# Given problem
Turn every line of the listing below into a numbered list, omitting any blank lines.

(Collected data)

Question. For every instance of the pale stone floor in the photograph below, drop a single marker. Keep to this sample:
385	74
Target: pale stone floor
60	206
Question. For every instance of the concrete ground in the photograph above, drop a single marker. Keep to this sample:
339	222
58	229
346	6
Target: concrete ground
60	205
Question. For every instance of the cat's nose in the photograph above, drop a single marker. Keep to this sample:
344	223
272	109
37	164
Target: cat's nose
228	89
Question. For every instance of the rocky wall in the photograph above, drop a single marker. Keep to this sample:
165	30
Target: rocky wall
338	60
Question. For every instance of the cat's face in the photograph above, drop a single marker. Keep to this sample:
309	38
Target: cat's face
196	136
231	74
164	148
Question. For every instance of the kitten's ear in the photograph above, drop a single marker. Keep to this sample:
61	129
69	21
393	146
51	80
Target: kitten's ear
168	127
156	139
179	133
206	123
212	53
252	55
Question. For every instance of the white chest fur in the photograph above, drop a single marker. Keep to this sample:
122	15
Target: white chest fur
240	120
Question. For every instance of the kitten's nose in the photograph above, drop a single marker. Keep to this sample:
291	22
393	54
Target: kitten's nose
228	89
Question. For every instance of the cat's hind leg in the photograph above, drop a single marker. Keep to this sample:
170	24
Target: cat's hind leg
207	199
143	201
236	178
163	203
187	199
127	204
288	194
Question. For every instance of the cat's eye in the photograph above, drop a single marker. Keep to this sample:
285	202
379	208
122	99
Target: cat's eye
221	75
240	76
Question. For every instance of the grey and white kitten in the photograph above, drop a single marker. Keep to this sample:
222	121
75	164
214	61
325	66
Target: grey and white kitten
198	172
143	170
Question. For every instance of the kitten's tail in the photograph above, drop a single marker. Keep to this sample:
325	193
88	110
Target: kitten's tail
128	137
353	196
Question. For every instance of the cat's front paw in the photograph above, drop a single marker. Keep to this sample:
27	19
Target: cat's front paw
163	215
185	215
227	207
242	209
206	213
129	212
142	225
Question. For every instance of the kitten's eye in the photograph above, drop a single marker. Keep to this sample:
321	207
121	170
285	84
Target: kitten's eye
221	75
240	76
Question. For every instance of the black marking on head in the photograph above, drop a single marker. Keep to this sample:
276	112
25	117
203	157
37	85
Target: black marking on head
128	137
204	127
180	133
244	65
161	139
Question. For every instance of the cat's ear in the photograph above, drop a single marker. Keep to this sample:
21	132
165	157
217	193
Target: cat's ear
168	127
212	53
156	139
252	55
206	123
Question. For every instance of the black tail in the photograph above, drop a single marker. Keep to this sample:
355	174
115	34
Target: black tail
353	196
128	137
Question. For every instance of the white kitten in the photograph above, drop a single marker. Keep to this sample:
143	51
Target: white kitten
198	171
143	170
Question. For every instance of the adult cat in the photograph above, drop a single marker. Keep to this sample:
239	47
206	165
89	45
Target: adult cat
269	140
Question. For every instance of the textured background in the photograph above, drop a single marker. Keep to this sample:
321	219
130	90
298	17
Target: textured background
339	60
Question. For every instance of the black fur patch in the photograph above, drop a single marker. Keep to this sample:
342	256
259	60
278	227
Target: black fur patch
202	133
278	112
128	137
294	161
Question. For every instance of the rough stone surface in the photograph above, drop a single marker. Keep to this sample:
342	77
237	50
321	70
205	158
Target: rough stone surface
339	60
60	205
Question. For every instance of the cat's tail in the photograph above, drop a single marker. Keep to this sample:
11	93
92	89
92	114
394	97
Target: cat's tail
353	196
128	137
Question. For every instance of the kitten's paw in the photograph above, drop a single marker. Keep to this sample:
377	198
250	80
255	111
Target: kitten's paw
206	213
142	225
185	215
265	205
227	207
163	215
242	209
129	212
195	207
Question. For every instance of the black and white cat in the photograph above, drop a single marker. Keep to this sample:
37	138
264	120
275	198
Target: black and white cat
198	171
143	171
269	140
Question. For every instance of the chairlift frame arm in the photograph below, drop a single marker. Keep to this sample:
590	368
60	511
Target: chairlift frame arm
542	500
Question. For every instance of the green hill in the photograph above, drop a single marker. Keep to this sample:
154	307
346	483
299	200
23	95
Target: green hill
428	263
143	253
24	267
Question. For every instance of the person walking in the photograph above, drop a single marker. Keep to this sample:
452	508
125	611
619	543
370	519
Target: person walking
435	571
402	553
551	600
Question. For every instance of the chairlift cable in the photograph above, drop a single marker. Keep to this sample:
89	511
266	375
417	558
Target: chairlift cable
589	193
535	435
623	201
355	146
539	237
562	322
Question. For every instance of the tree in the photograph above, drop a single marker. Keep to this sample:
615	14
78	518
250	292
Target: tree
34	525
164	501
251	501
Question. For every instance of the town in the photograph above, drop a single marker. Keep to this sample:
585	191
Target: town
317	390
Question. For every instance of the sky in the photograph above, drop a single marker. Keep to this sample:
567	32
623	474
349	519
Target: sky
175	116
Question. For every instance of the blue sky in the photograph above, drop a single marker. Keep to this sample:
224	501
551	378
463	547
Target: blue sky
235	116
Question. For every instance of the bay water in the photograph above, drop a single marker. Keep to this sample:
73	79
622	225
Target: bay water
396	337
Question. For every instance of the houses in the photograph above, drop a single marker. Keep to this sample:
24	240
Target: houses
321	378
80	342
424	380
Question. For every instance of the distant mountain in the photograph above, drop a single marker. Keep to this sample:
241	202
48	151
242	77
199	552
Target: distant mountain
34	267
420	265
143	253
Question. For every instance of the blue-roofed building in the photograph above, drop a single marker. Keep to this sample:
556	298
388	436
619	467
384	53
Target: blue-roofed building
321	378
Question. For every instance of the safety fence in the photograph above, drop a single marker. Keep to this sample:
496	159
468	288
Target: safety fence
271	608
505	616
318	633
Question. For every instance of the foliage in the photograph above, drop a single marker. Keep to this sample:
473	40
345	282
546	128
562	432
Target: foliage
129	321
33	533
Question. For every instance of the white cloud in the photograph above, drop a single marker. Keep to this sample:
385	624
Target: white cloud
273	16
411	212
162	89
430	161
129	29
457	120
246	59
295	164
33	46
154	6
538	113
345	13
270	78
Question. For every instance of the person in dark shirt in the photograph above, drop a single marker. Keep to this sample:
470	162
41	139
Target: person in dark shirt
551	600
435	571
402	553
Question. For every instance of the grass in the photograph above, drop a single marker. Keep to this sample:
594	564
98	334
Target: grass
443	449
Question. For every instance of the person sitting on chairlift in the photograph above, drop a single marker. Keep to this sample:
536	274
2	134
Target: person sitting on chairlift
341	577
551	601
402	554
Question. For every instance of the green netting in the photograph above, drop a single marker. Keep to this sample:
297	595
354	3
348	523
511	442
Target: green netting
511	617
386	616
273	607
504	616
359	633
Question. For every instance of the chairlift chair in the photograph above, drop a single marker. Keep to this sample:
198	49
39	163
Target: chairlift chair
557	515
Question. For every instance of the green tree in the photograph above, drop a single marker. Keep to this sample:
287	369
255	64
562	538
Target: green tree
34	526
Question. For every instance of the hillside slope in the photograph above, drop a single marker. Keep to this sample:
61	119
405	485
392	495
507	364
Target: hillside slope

# Output of the task
1. Question. For every instance of the pale stone floor in the photograph below, drop a single marker. Keep to this sample:
2. 385	74
3. Target: pale stone floor
4. 60	206
5. Question. For every instance of the concrete ground in the photograph above, drop a single marker. Keep to this sample:
6. 339	222
7. 58	229
8. 346	6
9. Target: concrete ground
10. 60	205
11. Question. For every instance of the cat's nose in the photograph above, drop a single marker. Keep to this sample:
12. 344	223
13. 272	109
14. 37	164
15. Target: cat's nose
16. 228	89
17. Question. For every instance of the rocky wall in the photograph above, drop a single marker. Keep to this sample:
18. 165	30
19. Target: rocky wall
20. 338	60
21. Question. For every instance of the cat's face in the photograph above, drop a single marker. Keep to this sample:
22. 309	38
23. Target: cat's face
24. 196	136
25. 231	74
26. 164	148
27. Question. For every instance of the kitten's ear in the photograph above, drop a single marker. Keep to this sample:
28. 61	129
29. 69	21
30. 393	146
31. 51	80
32. Target: kitten's ear
33. 168	127
34. 156	139
35. 179	133
36. 206	123
37. 212	53
38. 252	55
39. Question. For every instance of the white chest fur in the photograph above, drop a single marker. Keep to this sample:
40. 122	15
41. Target: white chest fur
42. 240	120
43. Question. For every instance of the kitten's nose in the photograph above, drop a single marker. Keep to this sample:
44. 291	22
45. 393	54
46. Target: kitten's nose
47. 228	89
48. Question. For every instance of the cat's hind leg in the photograph above, drop a single marker. Keep to this sample:
49. 170	24
50. Target: cat's hind leg
51. 207	199
52. 143	201
53. 236	178
54. 163	203
55. 187	199
56. 127	204
57. 288	194
58. Question. For every instance of the cat's eye in the photograph above, drop a single marker. Keep to this sample:
59. 285	202
60. 379	208
61. 122	99
62. Target: cat's eye
63. 221	75
64. 240	76
65. Question. For every instance of the grey and white kitten in the photograph above, drop a single marker. Keep to this sample:
66. 222	121
67. 75	164
68. 214	61
69. 325	66
70. Target: grey and white kitten
71. 198	172
72. 143	170
73. Question. For every instance of the kitten's tail in the photograph above, drop a single marker. Keep to this sample:
74. 325	193
75. 88	110
76. Target: kitten's tail
77. 128	137
78. 353	196
79. Question. For every instance of the cat's front paw in the photograph above, drop a single marker. Keep to this sample:
80. 27	19
81. Target: cat's front paw
82. 163	215
83. 185	215
84. 227	207
85. 242	209
86. 206	213
87. 129	212
88. 142	225
89. Question. For every instance of the kitten's eye in the photograph above, drop a single marker. Keep to this sample:
90. 321	207
91. 121	170
92. 285	84
93. Target: kitten's eye
94. 221	75
95. 240	76
96. Question. For every instance of the black marking on head in the photograph above, drop a single marker. Keep to this sample:
97. 276	112
98. 25	117
99. 203	157
100. 37	85
101. Target: black marking on head
102. 128	137
103. 204	127
104. 180	133
105. 244	65
106. 161	139
107. Question. For every instance of the cat's ear in the photograph above, drop a single marker. Keep to this sample:
108. 21	132
109. 165	157
110. 217	193
111. Target: cat's ear
112. 168	127
113. 212	53
114. 156	139
115. 252	55
116. 206	123
117. Question. For every instance of the black tail in the photograph above, drop a single marker. Keep to this sample:
118. 355	174
119. 115	34
120. Target: black tail
121. 353	196
122. 128	137
123. Question. For every instance of the white kitten in the photograph above, drop a single marker. Keep to this sample:
124. 143	51
125. Target: white kitten
126. 198	171
127. 143	170
128. Question. For every instance of the adult cat in the photograph above, drop a single marker. Keep to this sample:
129. 239	47
130. 206	165
131. 89	45
132. Target: adult cat
133. 269	140
134. Question. For every instance of the textured background in the photograph above, drop a single marker. Keep to this sample:
135. 321	219
136. 130	90
137. 298	17
138. Target: textured background
139. 339	60
140. Question. For every instance of the black fur patch in the photograph above, drop a single marker. Keep to this sample:
141. 342	256
142. 259	60
143. 278	227
144. Target: black fur patch
145. 202	133
146. 278	112
147. 128	137
148. 294	161
149. Question. For every instance of the rough stone surface in the photograph above, drop a single marker. Keep to this sample:
150. 342	77
151. 237	50
152. 321	70
153. 205	158
154. Target: rough stone surface
155. 339	60
156. 60	205
157. Question. For every instance of the cat's tail in the photograph above, drop a single marker. Keep to this sample:
158. 11	93
159. 92	89
160. 92	114
161. 394	97
162. Target: cat's tail
163. 353	196
164. 128	137
165. Question. For every instance of the kitten's paw in the photograph above, drop a single marker. Keep to this sample:
166. 377	198
167. 250	80
168. 255	111
169. Target: kitten's paw
170. 206	213
171. 142	225
172. 185	215
173. 265	205
174. 227	207
175. 163	215
176. 242	209
177. 129	212
178. 195	207
179. Question. For every instance of the black and white cat in the photograph above, drop a single marker. Keep to this sample:
180. 37	138
181. 264	120
182. 275	198
183. Target: black and white cat
184. 198	171
185. 143	171
186. 269	140
187. Question. For every instance of the chairlift frame arm in the photograph below, drop a single marker. Keep to this sample:
188. 590	368
189. 60	511
190. Target: chairlift frame arm
191. 542	500
192. Question. For every instance of the green hill in the photograph above, drop a single marker. Keep to this sample:
193. 154	307
194. 346	483
195. 299	200
196. 23	95
197. Target: green hill
198. 428	263
199. 143	253
200. 24	267
201. Question. For every instance of the person walking in the photograph above, drop a single marker. Keep to this sample:
202. 452	508
203. 125	611
204. 619	543
205. 370	519
206. Target: person walking
207. 435	571
208. 402	553
209. 551	600
210. Question. For every instance of the chairlift cable in the photograph above, drop a single marker. Keep to this sample:
211. 89	511
212. 266	375
213. 417	558
214. Target: chairlift cable
215. 589	193
216. 535	435
217. 623	201
218. 355	146
219. 539	237
220. 562	322
221. Question. For every instance of the tree in the photograph above, drop a single marker. Keep to this sample:
222. 615	14
223. 78	518
224. 250	292
225. Target: tree
226. 34	525
227. 164	501
228. 251	501
229. Question. For every instance of the town in the photograph above, drop a single marker. Keep to this sample:
230. 585	191
231. Target: town
232. 317	390
233. Question. For every instance of the sky in the photograph above, drop a single marker. Keep to this sample:
234. 567	32
235. 623	474
236. 349	519
237. Target: sky
238. 175	116
239. Question. For every instance of the blue sky in the photograph above, drop a single marker. Keep to this sample:
240. 224	501
241. 551	378
242. 463	547
243. Target: blue sky
244. 235	116
245. Question. For every instance of the bay water in the photograph above, drop a single marker. Keep to this sample:
246. 73	79
247. 622	225
248. Target: bay water
249. 396	337
250. Question. For every instance of the houses in the photograph above, drop a single marker. Keep to this sample:
251. 24	240
252. Target: houses
253. 321	378
254. 80	342
255. 424	380
256. Question. For every instance of the distant mountain in the photograph above, drop a single marker. Keep to this sample:
257. 241	202
258. 48	151
259. 242	77
260. 199	552
261. Target: distant mountain
262. 34	267
263. 420	265
264. 143	253
265. Question. For every instance of the blue-roofed building in the photograph above, drop a single marker. Keep to this sample:
266. 556	298
267. 388	436
268. 619	467
269. 384	53
270. Target: blue-roofed building
271. 321	378
272. Question. For every instance of the safety fence in the photograph above, drop a single marker. Keep to this sample:
273. 496	159
274. 468	288
275. Target: safety fence
276. 271	608
277. 505	616
278. 318	633
279. Question. For every instance of the foliage in the photograph above, drop a single marker. Keep to this sample:
280. 473	40
281. 345	282
282. 546	128
283. 562	432
284. Target: foliage
285. 129	321
286. 33	533
287. Question. For every instance of the white cloud in the photograph above, drop a single marker. Keep to this sample:
288. 385	624
289. Target: white cloud
290. 273	16
291. 411	212
292. 162	89
293. 430	161
294. 129	29
295. 457	120
296. 246	59
297. 295	164
298. 33	46
299. 154	6
300. 538	113
301. 345	13
302. 270	78
303. Question. For every instance of the person in dark shirt in the photograph above, drop a single marker. Keep to this sample:
304. 470	162
305. 41	139
306. Target: person in dark shirt
307. 551	600
308. 435	571
309. 402	553
310. Question. For every instance of the grass in the photograph above, drop a single marker. Keep to this sample:
311. 594	564
312. 98	334
313. Target: grass
314. 443	449
315. Question. For every instance of the person sitting on chairlift in the photograph above, drop a single marker. Keep to this sample:
316. 536	274
317. 2	134
318. Target: person sitting on chairlift
319. 341	577
320. 551	601
321. 402	554
322. Question. For every instance of the green netting in the photograph above, drop a single marker. Keep to this sample:
323. 297	595
324. 354	3
325. 348	523
326. 511	442
327. Target: green netting
328. 511	617
329. 386	616
330. 273	607
331. 504	616
332. 359	633
333. Question. For every instance of the chairlift chair in the photograph above, drop a single marker. Keep to this sample:
334. 198	49
335. 39	163
336. Target: chairlift chair
337. 557	515
338. Question. For every instance of the green tree in the photograph above, drop a single marker. Keep to this sample:
339. 287	369
340. 255	64
341. 562	538
342. Target: green tree
343. 34	526
344. Question. For every instance of the hillside slope in the photograph above, drop a single marker. Keep to this sample:
345. 61	119
346. 405	485
347. 392	495
348. 507	364
349. Target: hillside slope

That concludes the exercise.